===== DATA RECORDS
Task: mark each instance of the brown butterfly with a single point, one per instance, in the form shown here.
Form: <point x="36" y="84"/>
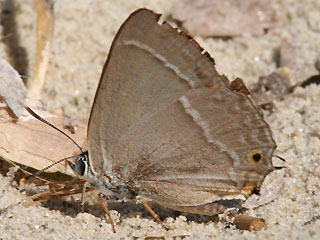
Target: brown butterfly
<point x="166" y="127"/>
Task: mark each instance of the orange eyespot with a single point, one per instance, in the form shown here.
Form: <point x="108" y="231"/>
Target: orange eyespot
<point x="255" y="157"/>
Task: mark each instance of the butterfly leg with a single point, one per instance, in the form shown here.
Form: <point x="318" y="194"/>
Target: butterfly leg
<point x="154" y="215"/>
<point x="106" y="209"/>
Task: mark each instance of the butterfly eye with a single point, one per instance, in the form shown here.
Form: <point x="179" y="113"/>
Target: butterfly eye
<point x="255" y="157"/>
<point x="81" y="165"/>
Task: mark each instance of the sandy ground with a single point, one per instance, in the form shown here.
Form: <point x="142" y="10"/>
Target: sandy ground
<point x="83" y="33"/>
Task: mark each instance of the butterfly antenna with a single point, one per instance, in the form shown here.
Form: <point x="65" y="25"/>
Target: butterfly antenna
<point x="51" y="125"/>
<point x="44" y="169"/>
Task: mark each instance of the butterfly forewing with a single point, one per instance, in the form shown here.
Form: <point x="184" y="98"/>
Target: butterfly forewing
<point x="167" y="124"/>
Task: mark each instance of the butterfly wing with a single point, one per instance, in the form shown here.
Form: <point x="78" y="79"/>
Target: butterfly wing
<point x="166" y="122"/>
<point x="148" y="66"/>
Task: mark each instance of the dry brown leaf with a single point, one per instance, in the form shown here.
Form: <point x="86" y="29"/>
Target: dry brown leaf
<point x="226" y="18"/>
<point x="12" y="89"/>
<point x="32" y="143"/>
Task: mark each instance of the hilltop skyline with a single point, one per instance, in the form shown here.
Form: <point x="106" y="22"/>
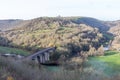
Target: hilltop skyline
<point x="28" y="9"/>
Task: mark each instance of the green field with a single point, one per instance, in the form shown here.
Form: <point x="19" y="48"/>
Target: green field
<point x="4" y="50"/>
<point x="108" y="65"/>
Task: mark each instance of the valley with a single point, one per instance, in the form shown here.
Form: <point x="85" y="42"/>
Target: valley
<point x="86" y="48"/>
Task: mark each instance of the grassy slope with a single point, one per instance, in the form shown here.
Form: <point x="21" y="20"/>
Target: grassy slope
<point x="108" y="65"/>
<point x="13" y="51"/>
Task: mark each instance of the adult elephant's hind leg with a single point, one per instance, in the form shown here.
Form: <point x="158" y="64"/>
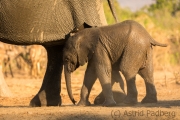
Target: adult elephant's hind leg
<point x="49" y="94"/>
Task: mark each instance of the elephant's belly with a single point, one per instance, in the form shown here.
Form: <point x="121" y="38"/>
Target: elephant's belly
<point x="45" y="21"/>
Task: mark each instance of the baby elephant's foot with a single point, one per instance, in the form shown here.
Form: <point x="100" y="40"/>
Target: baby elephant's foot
<point x="149" y="99"/>
<point x="84" y="103"/>
<point x="109" y="103"/>
<point x="130" y="99"/>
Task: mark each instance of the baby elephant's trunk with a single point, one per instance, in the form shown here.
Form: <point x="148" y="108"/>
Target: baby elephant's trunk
<point x="68" y="84"/>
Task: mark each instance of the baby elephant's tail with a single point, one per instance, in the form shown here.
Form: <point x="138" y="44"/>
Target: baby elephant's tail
<point x="155" y="43"/>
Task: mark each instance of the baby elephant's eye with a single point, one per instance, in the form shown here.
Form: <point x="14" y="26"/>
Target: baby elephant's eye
<point x="66" y="59"/>
<point x="73" y="63"/>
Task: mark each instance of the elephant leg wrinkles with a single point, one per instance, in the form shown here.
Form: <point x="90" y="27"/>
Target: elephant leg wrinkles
<point x="118" y="89"/>
<point x="89" y="79"/>
<point x="49" y="93"/>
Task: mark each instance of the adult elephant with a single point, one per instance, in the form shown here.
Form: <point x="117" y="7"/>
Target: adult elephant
<point x="48" y="23"/>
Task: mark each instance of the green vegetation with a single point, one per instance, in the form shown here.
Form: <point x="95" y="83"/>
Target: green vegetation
<point x="162" y="21"/>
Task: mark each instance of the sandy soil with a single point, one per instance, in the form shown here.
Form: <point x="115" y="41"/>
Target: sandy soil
<point x="24" y="88"/>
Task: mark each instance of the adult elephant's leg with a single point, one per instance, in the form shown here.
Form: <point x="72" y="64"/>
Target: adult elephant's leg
<point x="147" y="75"/>
<point x="117" y="89"/>
<point x="49" y="94"/>
<point x="151" y="94"/>
<point x="132" y="93"/>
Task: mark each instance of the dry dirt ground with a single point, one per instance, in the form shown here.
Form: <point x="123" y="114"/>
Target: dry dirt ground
<point x="24" y="88"/>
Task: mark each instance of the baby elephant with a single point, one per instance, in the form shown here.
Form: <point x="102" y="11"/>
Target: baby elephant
<point x="125" y="47"/>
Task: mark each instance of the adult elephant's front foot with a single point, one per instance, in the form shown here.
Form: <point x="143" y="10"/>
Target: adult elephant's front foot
<point x="49" y="94"/>
<point x="150" y="99"/>
<point x="83" y="103"/>
<point x="132" y="93"/>
<point x="130" y="99"/>
<point x="41" y="100"/>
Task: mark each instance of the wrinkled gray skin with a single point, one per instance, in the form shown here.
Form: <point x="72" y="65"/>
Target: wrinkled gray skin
<point x="125" y="47"/>
<point x="48" y="23"/>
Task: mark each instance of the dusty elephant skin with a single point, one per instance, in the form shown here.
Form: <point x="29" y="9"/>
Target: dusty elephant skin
<point x="48" y="23"/>
<point x="125" y="47"/>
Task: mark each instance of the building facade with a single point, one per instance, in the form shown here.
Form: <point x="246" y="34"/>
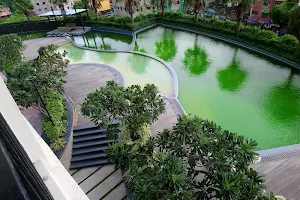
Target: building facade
<point x="4" y="12"/>
<point x="261" y="10"/>
<point x="144" y="6"/>
<point x="43" y="6"/>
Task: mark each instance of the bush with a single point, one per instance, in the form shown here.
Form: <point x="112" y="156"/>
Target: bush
<point x="56" y="106"/>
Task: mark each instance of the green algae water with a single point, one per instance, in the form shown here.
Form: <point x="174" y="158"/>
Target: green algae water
<point x="103" y="40"/>
<point x="135" y="69"/>
<point x="241" y="92"/>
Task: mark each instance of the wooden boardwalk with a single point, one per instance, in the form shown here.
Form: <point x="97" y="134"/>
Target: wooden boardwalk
<point x="102" y="182"/>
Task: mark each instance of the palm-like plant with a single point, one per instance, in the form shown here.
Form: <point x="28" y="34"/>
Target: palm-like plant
<point x="197" y="4"/>
<point x="60" y="3"/>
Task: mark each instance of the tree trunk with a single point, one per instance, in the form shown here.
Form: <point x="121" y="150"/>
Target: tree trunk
<point x="131" y="17"/>
<point x="197" y="8"/>
<point x="238" y="18"/>
<point x="162" y="4"/>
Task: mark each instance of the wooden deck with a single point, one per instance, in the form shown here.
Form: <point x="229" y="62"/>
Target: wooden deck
<point x="282" y="176"/>
<point x="103" y="182"/>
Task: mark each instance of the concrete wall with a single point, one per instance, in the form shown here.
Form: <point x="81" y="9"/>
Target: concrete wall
<point x="57" y="179"/>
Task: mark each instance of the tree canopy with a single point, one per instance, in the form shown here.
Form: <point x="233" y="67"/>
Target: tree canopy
<point x="11" y="49"/>
<point x="47" y="72"/>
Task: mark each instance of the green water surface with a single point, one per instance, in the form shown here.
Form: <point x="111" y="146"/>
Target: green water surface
<point x="103" y="40"/>
<point x="241" y="92"/>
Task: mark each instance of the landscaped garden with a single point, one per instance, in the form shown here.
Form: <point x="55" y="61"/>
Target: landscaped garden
<point x="256" y="98"/>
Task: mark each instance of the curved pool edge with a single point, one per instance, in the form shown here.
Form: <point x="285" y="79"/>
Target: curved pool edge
<point x="167" y="65"/>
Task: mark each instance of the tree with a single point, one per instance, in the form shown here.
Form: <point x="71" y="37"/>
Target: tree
<point x="11" y="49"/>
<point x="197" y="4"/>
<point x="130" y="7"/>
<point x="294" y="24"/>
<point x="280" y="13"/>
<point x="19" y="6"/>
<point x="217" y="161"/>
<point x="242" y="6"/>
<point x="166" y="49"/>
<point x="196" y="60"/>
<point x="46" y="72"/>
<point x="135" y="107"/>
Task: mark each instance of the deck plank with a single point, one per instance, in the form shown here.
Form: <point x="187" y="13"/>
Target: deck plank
<point x="84" y="173"/>
<point x="97" y="178"/>
<point x="118" y="193"/>
<point x="106" y="186"/>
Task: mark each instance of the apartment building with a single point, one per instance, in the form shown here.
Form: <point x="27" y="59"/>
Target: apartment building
<point x="4" y="12"/>
<point x="144" y="6"/>
<point x="42" y="6"/>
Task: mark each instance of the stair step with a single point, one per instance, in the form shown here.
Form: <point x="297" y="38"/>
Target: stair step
<point x="90" y="125"/>
<point x="88" y="132"/>
<point x="89" y="149"/>
<point x="88" y="156"/>
<point x="89" y="137"/>
<point x="88" y="163"/>
<point x="91" y="143"/>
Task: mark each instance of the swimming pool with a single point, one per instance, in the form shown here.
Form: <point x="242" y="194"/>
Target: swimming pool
<point x="103" y="40"/>
<point x="240" y="91"/>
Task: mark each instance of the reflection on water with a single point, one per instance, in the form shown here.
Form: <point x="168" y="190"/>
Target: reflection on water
<point x="139" y="63"/>
<point x="103" y="40"/>
<point x="283" y="102"/>
<point x="196" y="60"/>
<point x="238" y="90"/>
<point x="166" y="48"/>
<point x="233" y="76"/>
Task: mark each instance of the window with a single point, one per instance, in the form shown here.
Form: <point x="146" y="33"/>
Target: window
<point x="264" y="15"/>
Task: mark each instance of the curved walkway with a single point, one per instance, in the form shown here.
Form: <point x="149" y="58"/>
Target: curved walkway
<point x="281" y="175"/>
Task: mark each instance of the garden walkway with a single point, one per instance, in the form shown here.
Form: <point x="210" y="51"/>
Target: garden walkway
<point x="102" y="182"/>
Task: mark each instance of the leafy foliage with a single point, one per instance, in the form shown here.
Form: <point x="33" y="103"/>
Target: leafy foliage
<point x="55" y="104"/>
<point x="11" y="49"/>
<point x="47" y="71"/>
<point x="134" y="106"/>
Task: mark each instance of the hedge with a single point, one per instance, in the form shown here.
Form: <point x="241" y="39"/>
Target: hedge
<point x="285" y="46"/>
<point x="56" y="106"/>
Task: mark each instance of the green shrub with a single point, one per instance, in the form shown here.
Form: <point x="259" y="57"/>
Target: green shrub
<point x="265" y="36"/>
<point x="20" y="18"/>
<point x="56" y="106"/>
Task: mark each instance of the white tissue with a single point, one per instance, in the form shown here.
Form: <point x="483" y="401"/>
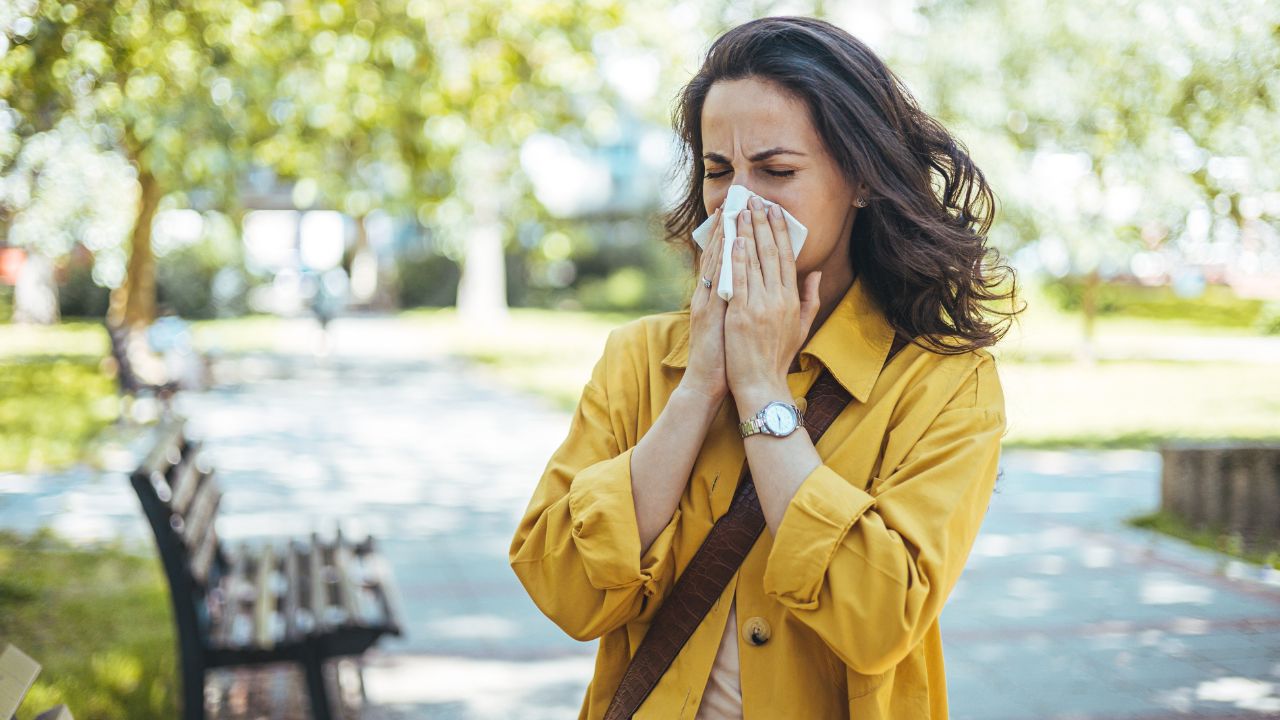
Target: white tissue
<point x="735" y="203"/>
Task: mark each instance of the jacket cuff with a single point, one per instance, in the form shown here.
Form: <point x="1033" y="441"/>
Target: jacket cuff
<point x="603" y="518"/>
<point x="816" y="522"/>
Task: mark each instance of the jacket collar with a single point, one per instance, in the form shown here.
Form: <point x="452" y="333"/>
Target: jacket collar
<point x="853" y="342"/>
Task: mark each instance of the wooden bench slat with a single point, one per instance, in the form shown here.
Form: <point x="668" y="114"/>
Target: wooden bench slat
<point x="204" y="554"/>
<point x="292" y="592"/>
<point x="343" y="565"/>
<point x="264" y="598"/>
<point x="316" y="582"/>
<point x="202" y="511"/>
<point x="168" y="437"/>
<point x="383" y="583"/>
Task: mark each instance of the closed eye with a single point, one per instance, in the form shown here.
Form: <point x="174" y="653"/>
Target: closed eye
==========
_ACTIVITY_: Using the data above, return every line that contains the string "closed".

_FINISHED TASK_:
Task: mark each instance of the closed eye with a single point, one per instance, in the form shown here.
Target: closed eye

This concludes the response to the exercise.